• _OBJETIVO DO EXERCÍCIO_
Reescreva o trecho do texto sobre a área florestal entre "Pelos elementos apresentados" e "do pinheiro bravo.", inclusive, trocando "eucaliptal" por "acacial".

=== TEXTO ===

Pelos elementos apresentados verifica-se que a área florestal teve um ligeiro aumento, observando-se contudo um pequeno decréscimo do pinhal em favor do eucaliptal, fenómeno esse que se tem verificado na generalidade, no País, e que convém evitar, por meio duma melhor estruturação da exploração do pinhal (em parte através do cooperativismo florestal), de estímulos vários e de regras legislativas controladoras.

Não queremos deixar de assinalar a grande importância que têm os povoamentos mistos, que duma maneira geral são consociações de pinheiro bravo e eucalipto (E. globulus) em várias cambiantes, normalmente com dominância do pinheiro bravo.

Julgo que esta consociação sob vários pontos de vista é salutar, pois mesmo os defensores acérrimos da silvicultura clássica (caso do ilustríssimo Eng.º Agrónomo Ribeiro Teles), com algumas limitações, também a defendem, por entrar no jogo a «resinosa» e a «folhosa», que em conjunto se completam.

Esta consociação resulta principalmente porque estas duas espécies encontram no distrito de Aveiro, assim como em toda a faixa litoral a norte do Mondego, excepcionais condições ecológicas, para coabitarem como verdadeiros irmãos; por outro lado esta / 57 / consociação coaduna-se perfeitamente com a estrutura fundiária, da pequena propriedade ou minifúndio, em que a exploração florestal normalmente é feita para suprir faltas, constituindo assim o património florestal um verdadeiro «mealheiro» ou «caixa económica».

=== DADOS FORNECIDOS ===

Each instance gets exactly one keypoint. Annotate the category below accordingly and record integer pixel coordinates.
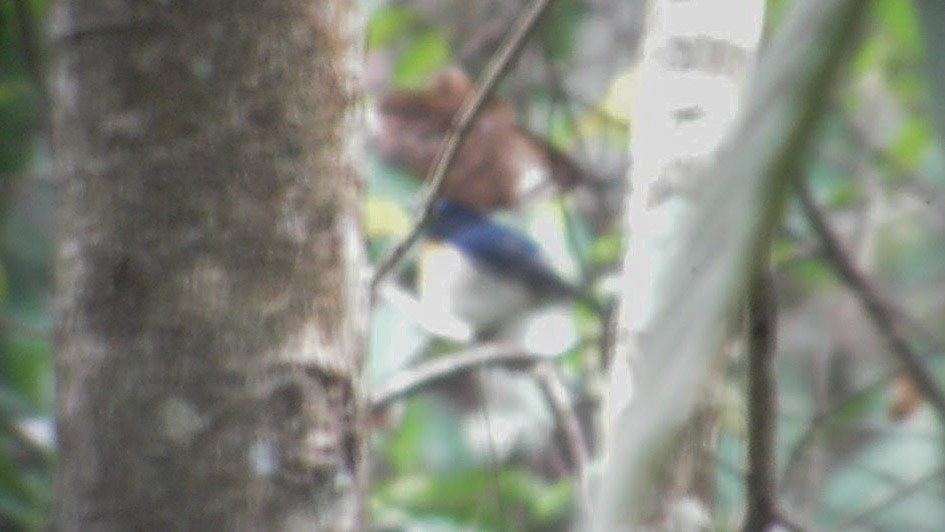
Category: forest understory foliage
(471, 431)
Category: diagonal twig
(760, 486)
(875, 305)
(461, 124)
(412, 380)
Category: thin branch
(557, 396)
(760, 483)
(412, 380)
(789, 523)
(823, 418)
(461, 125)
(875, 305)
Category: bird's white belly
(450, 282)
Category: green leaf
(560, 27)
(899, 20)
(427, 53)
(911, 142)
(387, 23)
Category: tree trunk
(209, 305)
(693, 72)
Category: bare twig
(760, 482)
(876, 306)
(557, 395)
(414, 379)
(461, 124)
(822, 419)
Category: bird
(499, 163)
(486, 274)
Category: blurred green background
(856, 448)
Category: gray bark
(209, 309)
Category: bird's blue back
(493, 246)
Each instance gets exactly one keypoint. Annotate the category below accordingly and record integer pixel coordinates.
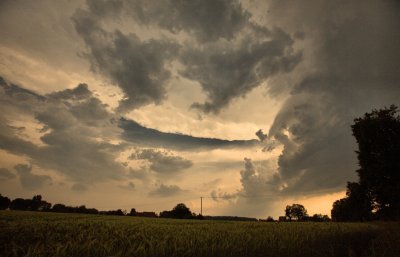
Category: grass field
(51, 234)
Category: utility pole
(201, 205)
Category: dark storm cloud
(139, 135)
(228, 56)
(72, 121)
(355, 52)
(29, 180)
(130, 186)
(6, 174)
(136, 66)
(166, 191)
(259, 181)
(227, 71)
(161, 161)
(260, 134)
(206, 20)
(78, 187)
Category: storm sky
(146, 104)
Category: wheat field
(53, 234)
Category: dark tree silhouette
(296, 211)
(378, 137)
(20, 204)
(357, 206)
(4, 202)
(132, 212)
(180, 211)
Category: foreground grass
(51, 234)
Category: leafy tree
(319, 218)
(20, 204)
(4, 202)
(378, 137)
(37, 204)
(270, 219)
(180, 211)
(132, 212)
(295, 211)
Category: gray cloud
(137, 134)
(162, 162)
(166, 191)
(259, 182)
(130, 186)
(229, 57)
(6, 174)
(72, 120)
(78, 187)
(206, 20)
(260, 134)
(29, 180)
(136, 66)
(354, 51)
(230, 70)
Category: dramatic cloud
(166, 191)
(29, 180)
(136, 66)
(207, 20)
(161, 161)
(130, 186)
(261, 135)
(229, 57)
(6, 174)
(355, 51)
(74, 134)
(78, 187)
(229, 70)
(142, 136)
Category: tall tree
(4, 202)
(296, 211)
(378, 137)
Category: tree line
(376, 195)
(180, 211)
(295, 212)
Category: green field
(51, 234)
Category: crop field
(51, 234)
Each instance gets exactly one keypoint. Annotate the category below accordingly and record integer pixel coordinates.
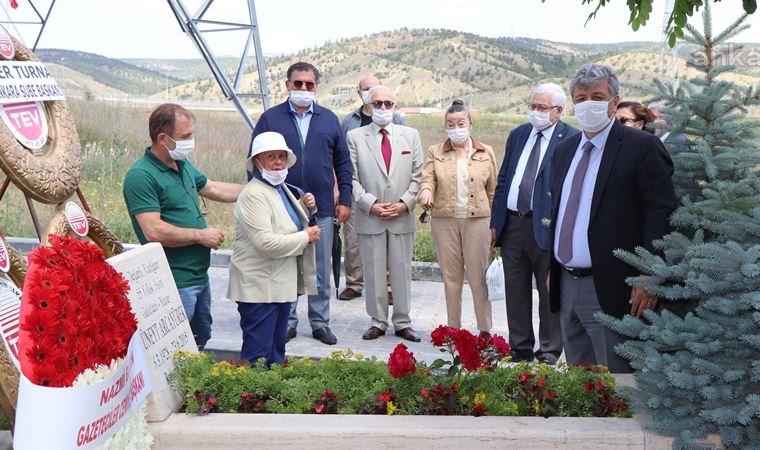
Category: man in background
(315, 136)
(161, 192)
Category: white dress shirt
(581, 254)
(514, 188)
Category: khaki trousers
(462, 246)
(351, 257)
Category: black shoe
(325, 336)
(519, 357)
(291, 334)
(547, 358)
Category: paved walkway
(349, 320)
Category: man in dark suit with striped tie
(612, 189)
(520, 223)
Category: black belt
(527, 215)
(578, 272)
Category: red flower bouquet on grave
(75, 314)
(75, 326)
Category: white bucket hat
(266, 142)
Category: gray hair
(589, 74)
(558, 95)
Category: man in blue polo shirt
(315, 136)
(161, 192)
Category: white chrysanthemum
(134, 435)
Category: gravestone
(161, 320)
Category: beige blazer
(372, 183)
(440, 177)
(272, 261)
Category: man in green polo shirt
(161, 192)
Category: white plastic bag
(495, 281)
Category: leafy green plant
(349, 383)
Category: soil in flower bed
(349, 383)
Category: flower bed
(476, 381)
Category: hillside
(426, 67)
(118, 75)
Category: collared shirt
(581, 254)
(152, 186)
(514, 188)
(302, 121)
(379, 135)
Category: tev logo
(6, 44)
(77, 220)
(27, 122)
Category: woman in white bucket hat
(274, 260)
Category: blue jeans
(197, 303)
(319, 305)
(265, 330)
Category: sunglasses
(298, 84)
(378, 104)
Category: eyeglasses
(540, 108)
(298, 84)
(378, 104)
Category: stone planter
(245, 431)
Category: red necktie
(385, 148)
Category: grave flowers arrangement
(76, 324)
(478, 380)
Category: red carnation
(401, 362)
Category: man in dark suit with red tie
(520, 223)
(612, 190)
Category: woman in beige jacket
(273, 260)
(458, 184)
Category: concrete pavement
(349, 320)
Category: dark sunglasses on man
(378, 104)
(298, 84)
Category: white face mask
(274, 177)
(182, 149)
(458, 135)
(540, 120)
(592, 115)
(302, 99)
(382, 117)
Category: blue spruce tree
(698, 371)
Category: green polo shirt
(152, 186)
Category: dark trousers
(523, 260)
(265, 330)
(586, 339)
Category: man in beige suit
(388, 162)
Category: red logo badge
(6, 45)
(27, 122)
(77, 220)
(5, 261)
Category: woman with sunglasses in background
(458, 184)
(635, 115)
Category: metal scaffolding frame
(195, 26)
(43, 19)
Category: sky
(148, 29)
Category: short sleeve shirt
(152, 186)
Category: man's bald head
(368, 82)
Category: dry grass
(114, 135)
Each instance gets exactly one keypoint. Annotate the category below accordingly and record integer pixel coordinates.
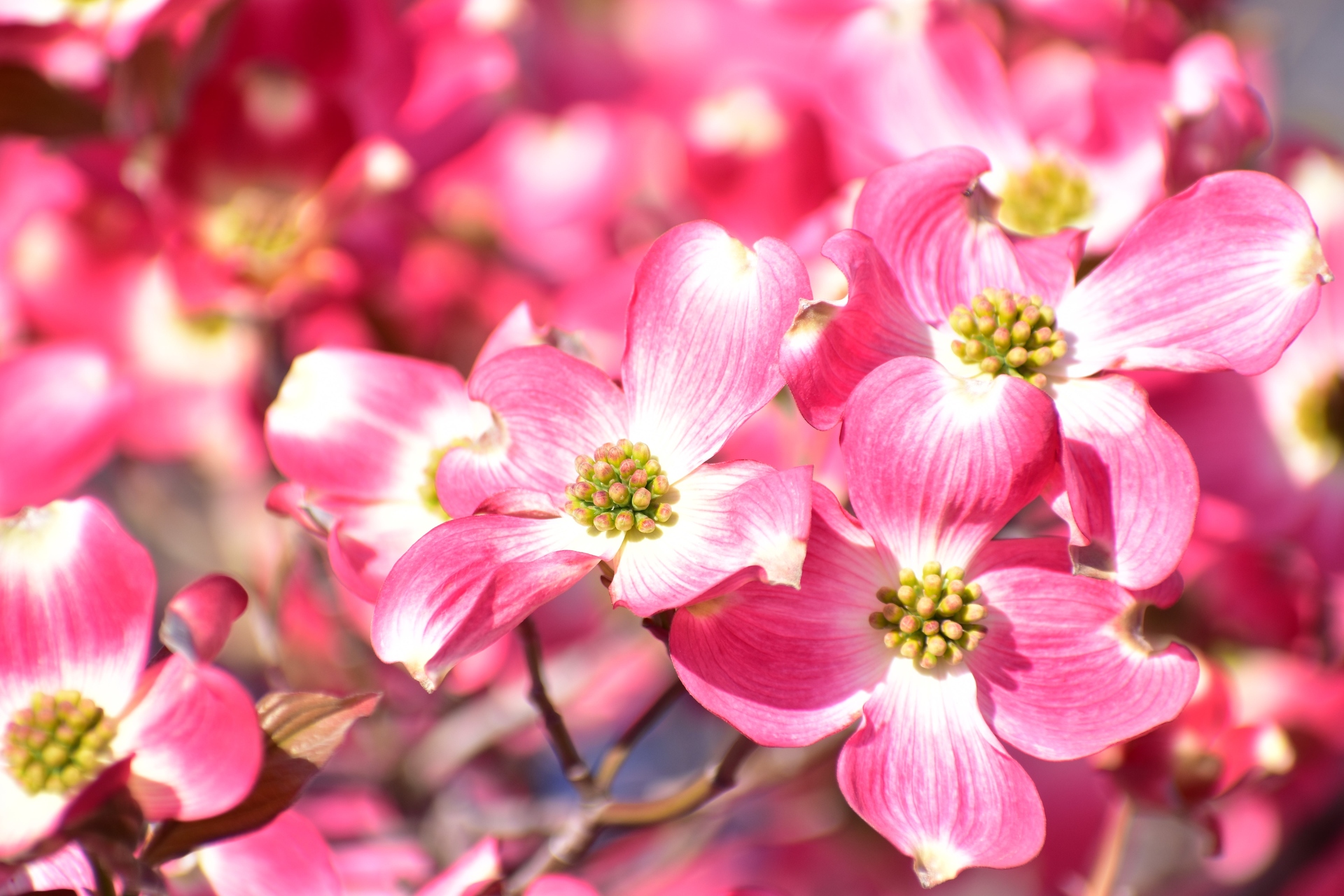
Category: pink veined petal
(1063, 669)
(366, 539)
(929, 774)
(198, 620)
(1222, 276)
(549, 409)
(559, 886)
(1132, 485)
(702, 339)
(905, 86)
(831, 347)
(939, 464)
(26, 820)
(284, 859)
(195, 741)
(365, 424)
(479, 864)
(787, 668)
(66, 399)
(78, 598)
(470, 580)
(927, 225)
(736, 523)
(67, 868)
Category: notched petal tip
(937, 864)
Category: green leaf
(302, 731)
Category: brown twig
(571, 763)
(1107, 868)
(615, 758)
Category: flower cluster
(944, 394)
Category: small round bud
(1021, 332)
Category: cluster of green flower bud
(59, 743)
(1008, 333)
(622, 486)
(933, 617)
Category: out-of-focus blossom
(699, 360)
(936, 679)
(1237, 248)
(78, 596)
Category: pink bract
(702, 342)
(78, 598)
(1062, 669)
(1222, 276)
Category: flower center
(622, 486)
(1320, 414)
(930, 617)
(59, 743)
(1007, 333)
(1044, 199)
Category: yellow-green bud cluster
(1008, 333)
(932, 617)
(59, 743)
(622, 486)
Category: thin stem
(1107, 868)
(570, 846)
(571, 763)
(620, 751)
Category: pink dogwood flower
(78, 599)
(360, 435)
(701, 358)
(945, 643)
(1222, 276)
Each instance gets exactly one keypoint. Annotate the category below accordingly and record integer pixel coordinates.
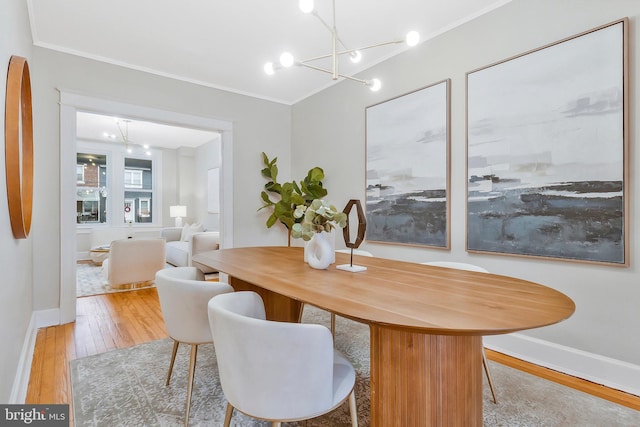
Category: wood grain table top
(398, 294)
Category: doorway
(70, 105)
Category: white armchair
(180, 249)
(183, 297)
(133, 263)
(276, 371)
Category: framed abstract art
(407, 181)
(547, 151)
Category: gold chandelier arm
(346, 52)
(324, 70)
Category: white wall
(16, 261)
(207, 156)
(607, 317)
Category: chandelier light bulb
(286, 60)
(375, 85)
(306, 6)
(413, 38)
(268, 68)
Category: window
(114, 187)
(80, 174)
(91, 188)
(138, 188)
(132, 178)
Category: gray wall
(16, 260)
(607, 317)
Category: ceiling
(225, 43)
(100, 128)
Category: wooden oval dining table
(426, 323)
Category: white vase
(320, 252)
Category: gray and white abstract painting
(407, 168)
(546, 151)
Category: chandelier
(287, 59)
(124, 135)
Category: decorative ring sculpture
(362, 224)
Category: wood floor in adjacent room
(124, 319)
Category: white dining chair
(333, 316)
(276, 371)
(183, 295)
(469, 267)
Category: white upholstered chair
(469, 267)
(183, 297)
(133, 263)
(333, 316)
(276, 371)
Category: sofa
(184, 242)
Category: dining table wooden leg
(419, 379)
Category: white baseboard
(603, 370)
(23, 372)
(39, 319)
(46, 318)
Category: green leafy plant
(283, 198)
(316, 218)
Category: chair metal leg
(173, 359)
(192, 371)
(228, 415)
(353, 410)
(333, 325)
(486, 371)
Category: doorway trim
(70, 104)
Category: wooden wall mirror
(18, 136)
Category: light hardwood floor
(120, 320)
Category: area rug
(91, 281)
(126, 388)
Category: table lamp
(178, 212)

===

• _SOLUÇÃO_
Pelos elementos apresentados verifica-se que a área florestal teve um ligeiro aumento, observando-se contudo um pequeno decréscimo do pinhal em favor do acacial, fenómeno esse que se tem verificado na generalidade, no País, e que convém evitar, por meio duma melhor estruturação da exploração do pinhal (em parte através do cooperativismo florestal), de estímulos vários e de regras legislativas controladoras.

Não queremos deixar de assinalar a grande importância que têm os povoamentos mistos, que duma maneira geral são consociações de pinheiro bravo e eucalipto (E. globulus) em várias cambiantes, normalmente com dominância do pinheiro bravo.